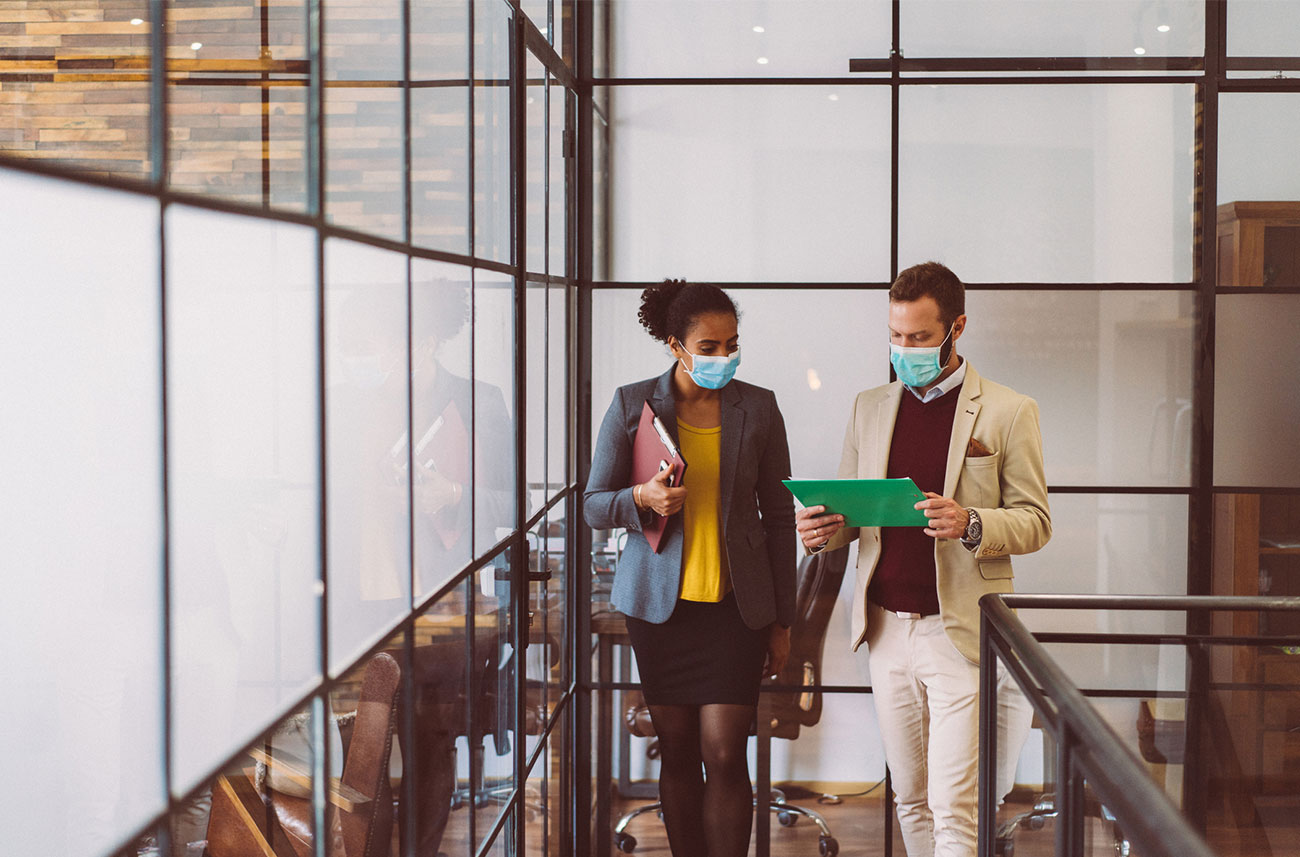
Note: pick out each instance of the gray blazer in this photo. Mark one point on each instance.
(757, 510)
...
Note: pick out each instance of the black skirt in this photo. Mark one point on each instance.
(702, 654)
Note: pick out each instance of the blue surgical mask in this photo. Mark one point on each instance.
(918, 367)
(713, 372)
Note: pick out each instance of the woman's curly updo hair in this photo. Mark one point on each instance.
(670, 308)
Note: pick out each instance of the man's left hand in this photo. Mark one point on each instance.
==
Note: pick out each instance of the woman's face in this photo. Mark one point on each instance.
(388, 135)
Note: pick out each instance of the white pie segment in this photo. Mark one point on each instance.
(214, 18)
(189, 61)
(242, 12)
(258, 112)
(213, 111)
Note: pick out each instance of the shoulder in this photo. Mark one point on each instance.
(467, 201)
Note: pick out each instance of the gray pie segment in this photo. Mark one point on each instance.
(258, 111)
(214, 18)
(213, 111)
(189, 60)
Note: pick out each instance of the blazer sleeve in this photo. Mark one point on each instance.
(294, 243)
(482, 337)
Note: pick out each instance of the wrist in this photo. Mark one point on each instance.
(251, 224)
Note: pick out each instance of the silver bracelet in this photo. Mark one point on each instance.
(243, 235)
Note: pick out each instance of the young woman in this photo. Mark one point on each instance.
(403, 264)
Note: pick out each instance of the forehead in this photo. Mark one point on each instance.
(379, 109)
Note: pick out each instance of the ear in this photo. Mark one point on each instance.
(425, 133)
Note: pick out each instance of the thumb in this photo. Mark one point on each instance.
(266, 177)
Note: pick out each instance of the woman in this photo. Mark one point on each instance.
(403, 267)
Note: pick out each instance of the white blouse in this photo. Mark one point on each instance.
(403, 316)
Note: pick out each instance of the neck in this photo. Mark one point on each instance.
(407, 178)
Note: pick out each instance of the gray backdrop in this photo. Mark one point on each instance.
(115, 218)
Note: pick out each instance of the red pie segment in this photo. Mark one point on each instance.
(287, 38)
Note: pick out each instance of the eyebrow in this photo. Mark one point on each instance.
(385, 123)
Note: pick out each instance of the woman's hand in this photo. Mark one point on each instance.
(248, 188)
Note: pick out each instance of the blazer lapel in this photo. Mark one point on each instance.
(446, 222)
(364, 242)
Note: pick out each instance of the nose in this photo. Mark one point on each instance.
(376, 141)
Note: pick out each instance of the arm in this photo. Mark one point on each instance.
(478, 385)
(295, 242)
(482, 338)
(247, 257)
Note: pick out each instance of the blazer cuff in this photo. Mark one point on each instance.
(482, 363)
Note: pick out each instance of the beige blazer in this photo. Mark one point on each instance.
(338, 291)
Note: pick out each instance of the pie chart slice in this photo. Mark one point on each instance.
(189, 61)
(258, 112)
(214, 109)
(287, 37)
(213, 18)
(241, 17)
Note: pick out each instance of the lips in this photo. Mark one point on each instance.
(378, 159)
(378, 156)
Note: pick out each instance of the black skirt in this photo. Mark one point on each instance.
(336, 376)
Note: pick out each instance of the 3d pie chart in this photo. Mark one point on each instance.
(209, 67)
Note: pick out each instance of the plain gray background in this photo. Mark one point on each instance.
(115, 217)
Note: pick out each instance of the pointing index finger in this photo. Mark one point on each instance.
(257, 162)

• About this exercise
In the entries above, find the line with "Note: pick out each instance of the blue" and the line with "Note: pick out each instance of the man's", then set down exactly those two and every line between them, nothing else.

• Answer for the task
Note: pick out each instance of the blue surgical mask in this photo. Mark one point on each instance.
(918, 367)
(713, 372)
Note: pick out each instance of the woman's curly updo hair in this photo. Mark one point on each instance.
(670, 308)
Note: pick out each instance of the man's left hand in this photo. Mark one point on each instance.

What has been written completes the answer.